— start EXCERPTED RECORDS —
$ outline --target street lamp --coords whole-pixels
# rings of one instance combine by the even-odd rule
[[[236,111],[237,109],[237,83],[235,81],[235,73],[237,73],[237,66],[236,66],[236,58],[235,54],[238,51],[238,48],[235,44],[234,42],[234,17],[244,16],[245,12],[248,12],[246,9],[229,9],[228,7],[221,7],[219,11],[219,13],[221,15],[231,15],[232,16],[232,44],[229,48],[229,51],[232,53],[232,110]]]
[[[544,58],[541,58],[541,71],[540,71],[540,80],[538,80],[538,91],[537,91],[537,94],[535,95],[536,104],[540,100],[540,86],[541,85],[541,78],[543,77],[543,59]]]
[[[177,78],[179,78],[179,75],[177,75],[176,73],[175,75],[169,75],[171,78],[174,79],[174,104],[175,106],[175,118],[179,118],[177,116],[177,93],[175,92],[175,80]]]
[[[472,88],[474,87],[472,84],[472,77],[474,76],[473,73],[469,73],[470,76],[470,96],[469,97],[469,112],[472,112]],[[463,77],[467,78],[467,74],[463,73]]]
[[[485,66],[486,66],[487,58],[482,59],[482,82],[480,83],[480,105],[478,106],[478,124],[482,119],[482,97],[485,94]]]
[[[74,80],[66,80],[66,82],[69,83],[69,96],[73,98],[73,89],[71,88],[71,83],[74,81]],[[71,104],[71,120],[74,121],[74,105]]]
— end EXCERPTED RECORDS —
EXERCISE INSTRUCTIONS -> Copy out every line of the material above that contains the word "even", matching uppercase and lowercase letters exactly.

RESPONSE TO THE TASK ->
# rings of one instance combine by the even-odd rule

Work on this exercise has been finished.